Items from a data source

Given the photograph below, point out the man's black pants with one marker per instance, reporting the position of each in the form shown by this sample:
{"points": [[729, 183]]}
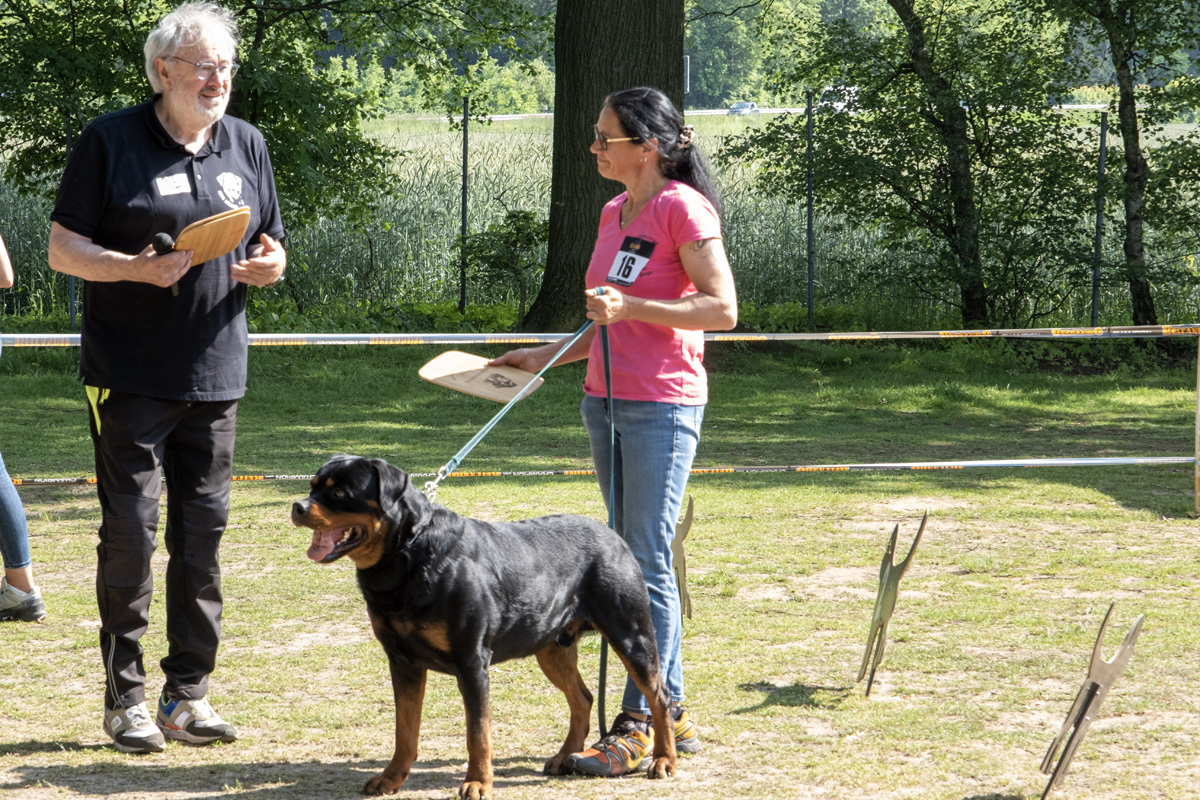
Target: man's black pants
{"points": [[191, 443]]}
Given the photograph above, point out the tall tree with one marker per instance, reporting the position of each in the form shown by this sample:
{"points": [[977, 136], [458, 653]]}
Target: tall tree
{"points": [[934, 132], [1141, 37], [66, 61], [599, 48]]}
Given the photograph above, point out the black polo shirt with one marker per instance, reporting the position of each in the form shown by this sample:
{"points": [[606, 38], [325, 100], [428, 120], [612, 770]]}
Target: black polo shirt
{"points": [[127, 180]]}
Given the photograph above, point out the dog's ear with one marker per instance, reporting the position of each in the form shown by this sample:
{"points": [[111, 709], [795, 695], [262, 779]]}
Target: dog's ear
{"points": [[401, 501]]}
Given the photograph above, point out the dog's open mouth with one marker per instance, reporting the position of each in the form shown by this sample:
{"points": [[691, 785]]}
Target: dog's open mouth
{"points": [[330, 543]]}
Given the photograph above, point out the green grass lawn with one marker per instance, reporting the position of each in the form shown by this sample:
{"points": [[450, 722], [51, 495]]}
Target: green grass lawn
{"points": [[988, 647]]}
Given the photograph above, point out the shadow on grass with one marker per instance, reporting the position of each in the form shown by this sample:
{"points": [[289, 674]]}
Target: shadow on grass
{"points": [[796, 696], [259, 780]]}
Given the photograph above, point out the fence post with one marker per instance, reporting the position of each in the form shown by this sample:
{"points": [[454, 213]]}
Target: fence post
{"points": [[808, 233], [462, 239], [1099, 221]]}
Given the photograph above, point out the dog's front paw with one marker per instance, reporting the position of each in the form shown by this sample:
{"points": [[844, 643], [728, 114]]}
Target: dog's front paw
{"points": [[661, 767], [382, 785], [557, 765], [475, 791]]}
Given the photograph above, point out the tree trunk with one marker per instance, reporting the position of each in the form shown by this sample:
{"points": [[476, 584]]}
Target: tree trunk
{"points": [[1137, 172], [951, 121], [599, 48]]}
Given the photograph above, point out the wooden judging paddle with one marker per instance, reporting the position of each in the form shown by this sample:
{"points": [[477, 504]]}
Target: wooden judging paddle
{"points": [[215, 235], [471, 374]]}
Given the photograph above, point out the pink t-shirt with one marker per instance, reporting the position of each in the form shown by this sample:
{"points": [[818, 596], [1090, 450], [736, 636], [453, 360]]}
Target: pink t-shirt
{"points": [[651, 362]]}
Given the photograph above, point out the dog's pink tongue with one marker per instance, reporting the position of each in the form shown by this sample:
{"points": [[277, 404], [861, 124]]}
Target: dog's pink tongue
{"points": [[323, 542]]}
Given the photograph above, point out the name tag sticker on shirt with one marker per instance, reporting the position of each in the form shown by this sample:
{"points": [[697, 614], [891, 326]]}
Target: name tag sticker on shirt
{"points": [[630, 260], [173, 185]]}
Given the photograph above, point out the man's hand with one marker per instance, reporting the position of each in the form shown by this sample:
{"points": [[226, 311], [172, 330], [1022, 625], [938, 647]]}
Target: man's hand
{"points": [[264, 266], [166, 270]]}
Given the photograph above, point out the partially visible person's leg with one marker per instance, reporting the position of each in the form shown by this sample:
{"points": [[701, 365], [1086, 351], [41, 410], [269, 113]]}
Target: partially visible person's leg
{"points": [[655, 444], [19, 599], [655, 447]]}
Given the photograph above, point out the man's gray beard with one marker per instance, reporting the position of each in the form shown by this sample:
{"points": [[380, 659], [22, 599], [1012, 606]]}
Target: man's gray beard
{"points": [[201, 114]]}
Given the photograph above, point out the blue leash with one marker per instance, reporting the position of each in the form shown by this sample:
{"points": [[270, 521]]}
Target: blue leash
{"points": [[431, 487], [612, 515]]}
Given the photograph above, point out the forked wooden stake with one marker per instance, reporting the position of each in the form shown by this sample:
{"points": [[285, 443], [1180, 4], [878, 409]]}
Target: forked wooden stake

Required action ::
Go through the records and pull out each line that includes the word "forked".

Finished exercise ::
Given the photograph above, point out the forked wooden stake with one marker per instance, reporting the position of each in the form shown by this sample:
Target: forked wooden stake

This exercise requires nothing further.